----- SOURCE DATA -----
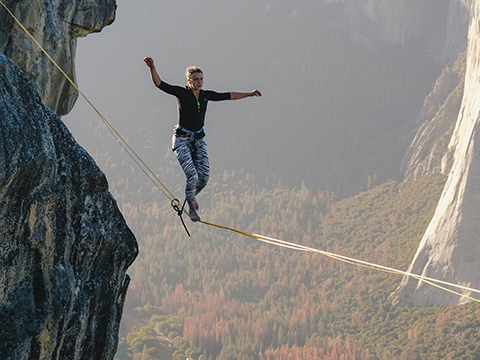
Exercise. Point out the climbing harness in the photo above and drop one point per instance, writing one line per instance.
(179, 211)
(285, 244)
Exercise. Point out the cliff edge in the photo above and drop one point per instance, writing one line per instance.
(450, 248)
(56, 25)
(65, 246)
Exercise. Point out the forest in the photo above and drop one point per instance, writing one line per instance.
(218, 295)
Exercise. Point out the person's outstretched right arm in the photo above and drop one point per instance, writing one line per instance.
(155, 77)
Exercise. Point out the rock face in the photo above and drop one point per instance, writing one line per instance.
(64, 245)
(56, 25)
(450, 247)
(439, 114)
(439, 25)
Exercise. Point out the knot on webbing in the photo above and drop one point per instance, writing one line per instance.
(176, 207)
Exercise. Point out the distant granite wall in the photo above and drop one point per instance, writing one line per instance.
(56, 25)
(64, 245)
(438, 25)
(450, 248)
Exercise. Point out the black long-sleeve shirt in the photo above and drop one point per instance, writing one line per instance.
(191, 114)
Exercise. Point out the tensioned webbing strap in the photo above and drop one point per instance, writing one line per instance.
(285, 244)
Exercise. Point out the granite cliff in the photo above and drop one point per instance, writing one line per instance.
(56, 25)
(64, 245)
(449, 249)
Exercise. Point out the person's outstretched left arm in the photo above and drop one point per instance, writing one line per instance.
(238, 95)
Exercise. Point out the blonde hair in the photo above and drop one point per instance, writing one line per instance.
(192, 70)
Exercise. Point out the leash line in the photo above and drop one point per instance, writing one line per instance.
(277, 242)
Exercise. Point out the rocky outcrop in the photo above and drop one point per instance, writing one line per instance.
(439, 113)
(64, 245)
(450, 248)
(56, 25)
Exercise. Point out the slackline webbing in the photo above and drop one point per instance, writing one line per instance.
(277, 242)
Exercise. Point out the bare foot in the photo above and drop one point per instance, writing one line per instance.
(193, 211)
(194, 216)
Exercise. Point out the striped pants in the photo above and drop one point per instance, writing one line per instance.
(192, 156)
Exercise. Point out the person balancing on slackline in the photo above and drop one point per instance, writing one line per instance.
(188, 134)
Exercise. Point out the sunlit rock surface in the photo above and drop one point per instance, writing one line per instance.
(429, 149)
(64, 245)
(56, 25)
(450, 248)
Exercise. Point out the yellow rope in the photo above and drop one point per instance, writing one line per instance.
(285, 244)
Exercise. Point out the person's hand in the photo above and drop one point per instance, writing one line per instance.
(149, 61)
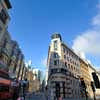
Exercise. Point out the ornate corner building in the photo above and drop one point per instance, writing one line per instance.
(64, 70)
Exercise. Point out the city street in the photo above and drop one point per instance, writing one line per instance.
(36, 97)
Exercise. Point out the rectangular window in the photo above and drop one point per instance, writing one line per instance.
(56, 62)
(55, 55)
(55, 45)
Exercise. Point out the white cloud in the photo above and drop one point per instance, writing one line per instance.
(89, 41)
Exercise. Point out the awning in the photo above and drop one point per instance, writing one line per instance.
(5, 81)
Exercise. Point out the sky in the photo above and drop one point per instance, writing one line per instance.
(34, 21)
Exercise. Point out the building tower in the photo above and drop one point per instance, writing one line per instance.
(64, 66)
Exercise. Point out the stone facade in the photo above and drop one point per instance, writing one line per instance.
(64, 70)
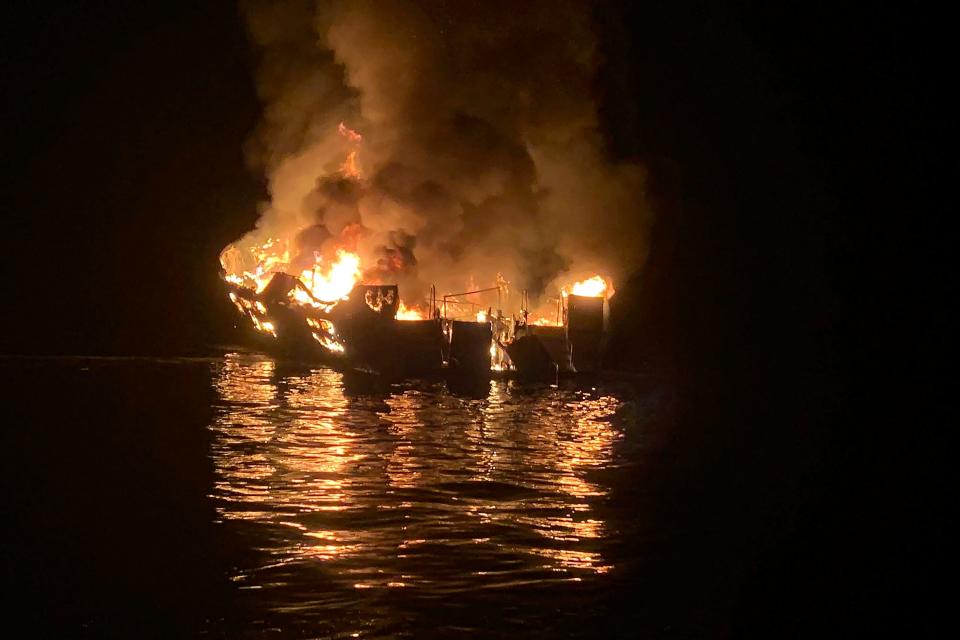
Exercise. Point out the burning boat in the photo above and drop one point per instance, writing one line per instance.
(330, 292)
(370, 329)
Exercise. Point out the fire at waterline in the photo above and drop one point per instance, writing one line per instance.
(334, 309)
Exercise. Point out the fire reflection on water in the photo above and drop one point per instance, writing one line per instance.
(418, 488)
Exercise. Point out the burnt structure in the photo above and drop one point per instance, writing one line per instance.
(360, 332)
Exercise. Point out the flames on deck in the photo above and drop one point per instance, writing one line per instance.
(315, 284)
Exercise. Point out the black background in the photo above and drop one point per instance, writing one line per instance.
(798, 289)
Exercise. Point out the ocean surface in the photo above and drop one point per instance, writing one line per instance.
(239, 496)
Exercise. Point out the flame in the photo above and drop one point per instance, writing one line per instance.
(594, 287)
(337, 280)
(545, 322)
(407, 313)
(349, 133)
(349, 168)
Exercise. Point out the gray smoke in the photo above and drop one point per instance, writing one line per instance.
(480, 153)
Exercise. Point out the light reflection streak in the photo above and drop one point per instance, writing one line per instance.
(376, 489)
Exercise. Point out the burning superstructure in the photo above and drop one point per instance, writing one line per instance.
(414, 149)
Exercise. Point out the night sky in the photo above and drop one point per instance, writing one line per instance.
(801, 164)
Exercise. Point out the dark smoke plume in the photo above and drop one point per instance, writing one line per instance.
(480, 150)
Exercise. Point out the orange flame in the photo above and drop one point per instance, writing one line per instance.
(408, 313)
(593, 287)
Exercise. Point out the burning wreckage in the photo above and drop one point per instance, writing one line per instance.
(332, 317)
(317, 303)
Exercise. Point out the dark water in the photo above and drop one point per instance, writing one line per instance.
(244, 497)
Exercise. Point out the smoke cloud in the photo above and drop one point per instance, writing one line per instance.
(480, 151)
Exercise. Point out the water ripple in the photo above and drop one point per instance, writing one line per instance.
(348, 497)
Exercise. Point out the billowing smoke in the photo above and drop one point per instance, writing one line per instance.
(480, 152)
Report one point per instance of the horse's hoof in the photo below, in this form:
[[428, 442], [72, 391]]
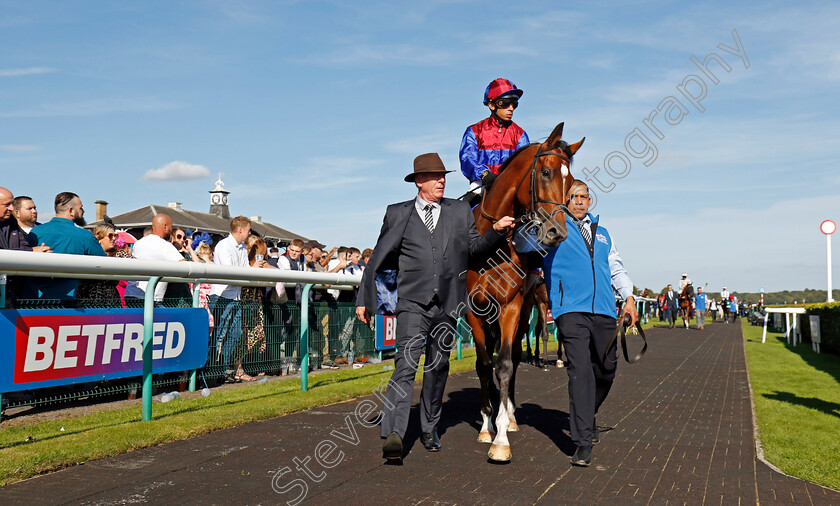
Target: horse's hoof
[[499, 453], [485, 437]]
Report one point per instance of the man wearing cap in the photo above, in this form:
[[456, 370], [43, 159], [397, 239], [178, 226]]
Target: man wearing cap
[[488, 143], [428, 241]]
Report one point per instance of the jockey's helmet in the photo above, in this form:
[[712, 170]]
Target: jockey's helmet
[[500, 87]]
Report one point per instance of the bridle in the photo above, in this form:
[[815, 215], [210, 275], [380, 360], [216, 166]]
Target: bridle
[[531, 214]]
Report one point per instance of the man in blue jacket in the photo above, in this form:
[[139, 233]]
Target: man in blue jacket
[[581, 274]]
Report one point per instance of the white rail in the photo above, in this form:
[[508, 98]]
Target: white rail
[[24, 263]]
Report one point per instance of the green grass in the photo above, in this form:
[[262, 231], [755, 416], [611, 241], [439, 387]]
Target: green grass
[[797, 403], [112, 432]]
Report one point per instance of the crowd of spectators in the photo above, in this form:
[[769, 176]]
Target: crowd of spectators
[[233, 333]]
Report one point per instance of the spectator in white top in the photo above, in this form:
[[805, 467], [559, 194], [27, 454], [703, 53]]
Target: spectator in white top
[[155, 246], [223, 300]]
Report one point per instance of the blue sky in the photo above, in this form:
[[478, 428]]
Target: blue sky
[[313, 111]]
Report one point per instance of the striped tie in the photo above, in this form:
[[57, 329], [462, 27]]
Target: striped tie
[[584, 231], [430, 220]]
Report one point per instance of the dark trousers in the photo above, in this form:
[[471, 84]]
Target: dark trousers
[[585, 337], [419, 329]]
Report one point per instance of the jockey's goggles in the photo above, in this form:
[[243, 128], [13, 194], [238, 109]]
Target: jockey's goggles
[[504, 103]]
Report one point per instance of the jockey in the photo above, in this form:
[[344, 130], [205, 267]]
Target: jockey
[[488, 143], [685, 281]]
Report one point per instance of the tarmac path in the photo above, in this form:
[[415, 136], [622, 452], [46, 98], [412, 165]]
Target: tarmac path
[[682, 433]]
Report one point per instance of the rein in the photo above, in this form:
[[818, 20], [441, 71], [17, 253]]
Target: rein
[[531, 215]]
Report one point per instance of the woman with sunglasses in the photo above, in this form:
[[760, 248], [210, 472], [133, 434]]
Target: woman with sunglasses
[[488, 143], [101, 292]]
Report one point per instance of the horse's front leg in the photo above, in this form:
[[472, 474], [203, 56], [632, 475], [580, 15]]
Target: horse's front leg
[[484, 368], [509, 319]]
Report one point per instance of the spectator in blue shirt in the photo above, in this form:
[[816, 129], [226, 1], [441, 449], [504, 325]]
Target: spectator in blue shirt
[[700, 308], [64, 235]]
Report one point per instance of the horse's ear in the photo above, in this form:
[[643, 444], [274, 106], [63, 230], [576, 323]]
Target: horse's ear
[[576, 146], [555, 136]]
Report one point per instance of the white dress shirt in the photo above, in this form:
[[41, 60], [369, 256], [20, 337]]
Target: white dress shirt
[[152, 247], [228, 252]]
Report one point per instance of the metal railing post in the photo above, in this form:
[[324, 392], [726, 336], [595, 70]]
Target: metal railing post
[[196, 303], [148, 335], [304, 337]]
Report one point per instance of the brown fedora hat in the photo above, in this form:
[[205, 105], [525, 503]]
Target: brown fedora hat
[[426, 164]]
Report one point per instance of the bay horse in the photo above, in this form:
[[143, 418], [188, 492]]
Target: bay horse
[[532, 186], [685, 303]]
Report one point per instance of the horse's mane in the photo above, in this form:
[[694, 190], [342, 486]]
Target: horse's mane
[[561, 144]]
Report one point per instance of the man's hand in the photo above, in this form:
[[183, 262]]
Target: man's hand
[[362, 314], [504, 223], [630, 308]]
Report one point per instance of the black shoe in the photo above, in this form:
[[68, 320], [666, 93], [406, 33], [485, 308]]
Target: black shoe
[[582, 456], [392, 448], [430, 441]]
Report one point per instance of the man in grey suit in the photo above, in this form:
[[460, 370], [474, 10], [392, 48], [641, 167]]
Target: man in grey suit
[[428, 241]]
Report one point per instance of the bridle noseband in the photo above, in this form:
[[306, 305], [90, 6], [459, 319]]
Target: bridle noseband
[[531, 214]]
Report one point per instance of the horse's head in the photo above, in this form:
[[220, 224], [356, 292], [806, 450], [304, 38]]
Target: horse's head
[[542, 192]]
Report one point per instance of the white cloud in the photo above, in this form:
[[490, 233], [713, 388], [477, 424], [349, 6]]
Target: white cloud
[[29, 71], [20, 148], [177, 171]]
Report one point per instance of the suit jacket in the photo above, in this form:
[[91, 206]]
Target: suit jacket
[[460, 239], [672, 301]]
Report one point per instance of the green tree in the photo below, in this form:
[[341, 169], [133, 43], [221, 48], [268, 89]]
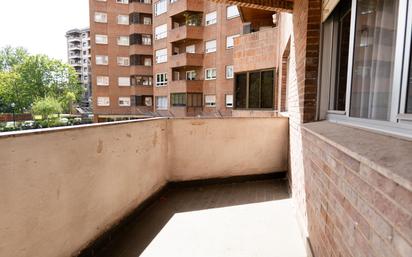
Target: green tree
[[10, 57], [46, 107]]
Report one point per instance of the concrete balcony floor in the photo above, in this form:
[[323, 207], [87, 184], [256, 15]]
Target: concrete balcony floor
[[253, 219]]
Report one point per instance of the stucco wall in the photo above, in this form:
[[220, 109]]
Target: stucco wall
[[210, 148], [62, 188]]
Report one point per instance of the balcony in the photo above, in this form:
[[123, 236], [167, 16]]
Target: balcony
[[181, 6], [186, 59], [186, 32], [186, 86]]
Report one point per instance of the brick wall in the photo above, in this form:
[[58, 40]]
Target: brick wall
[[352, 209]]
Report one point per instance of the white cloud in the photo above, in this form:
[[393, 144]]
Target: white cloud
[[40, 26]]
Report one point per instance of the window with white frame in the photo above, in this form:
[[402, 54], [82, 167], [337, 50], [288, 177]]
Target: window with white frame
[[124, 81], [230, 41], [232, 12], [102, 80], [102, 60], [101, 39], [123, 19], [161, 55], [229, 72], [368, 42], [210, 100], [124, 101], [211, 18], [210, 46], [161, 103], [160, 7], [191, 49], [123, 41], [229, 101], [161, 31], [100, 17], [161, 79], [103, 101], [210, 73], [123, 61]]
-----
*PROBLEM DESCRIPTION*. Exclude the pictures, and output exactly the lines from the one with "Report one point per instance of the bridle noseband" through the last line of the records, both included.

*TASK OUTPUT*.
Report one point per instance of the bridle noseband in the photo above, in this form:
[[306, 305], [90, 6], [459, 319]]
Target: bridle noseband
[[531, 214]]
Report one point per instance of the horse's head in the photo above, in this form:
[[220, 224], [356, 292], [806, 450], [304, 38]]
Target: horse's head
[[542, 192]]
Report one point per instance of the white cloud in the photo above, in this form:
[[490, 233], [713, 388], [477, 424], [349, 6]]
Target: white cloud
[[29, 71], [20, 148], [177, 171]]
Report one point per instance of the suit jacket in the photo above, in this form:
[[91, 206]]
Target: suit jacket
[[460, 239], [672, 301]]
Report one point per instance of the green tree in the photo below, in this form:
[[341, 169], [133, 43], [221, 48], [268, 89]]
Target: green tree
[[10, 57], [46, 107]]
Report one point per instance of the concrete balcony floor in the photo above, in this form:
[[323, 207], [87, 184], [256, 15]]
Target: concrete balcony floor
[[253, 219]]
Report one point per instance of the stucco wall in the photo above, in this form:
[[220, 109]]
Target: stucco wall
[[210, 148], [62, 188]]
Report one point per instance of the balcony in the photo above, in this form:
[[123, 236], [167, 16]]
Target: balcony
[[181, 6], [186, 59], [186, 32], [186, 86]]
Report one point per instance of the brick wall in the photo above, in this form:
[[58, 40]]
Target: brick wall
[[352, 209]]
Report one point per instance of the white cloud in the photo above, in this form:
[[393, 144]]
Target: white cloud
[[40, 26]]
Report one point per instance of the window with white frame in the photo above, in this form:
[[402, 54], [82, 167], [337, 50], [288, 177]]
Target: window with white frame
[[124, 81], [230, 41], [232, 12], [102, 80], [102, 60], [101, 39], [123, 19], [161, 55], [229, 72], [368, 42], [210, 100], [124, 101], [211, 18], [210, 46], [161, 103], [160, 7], [191, 49], [123, 41], [229, 101], [161, 31], [100, 17], [161, 79], [103, 101], [210, 73], [123, 61]]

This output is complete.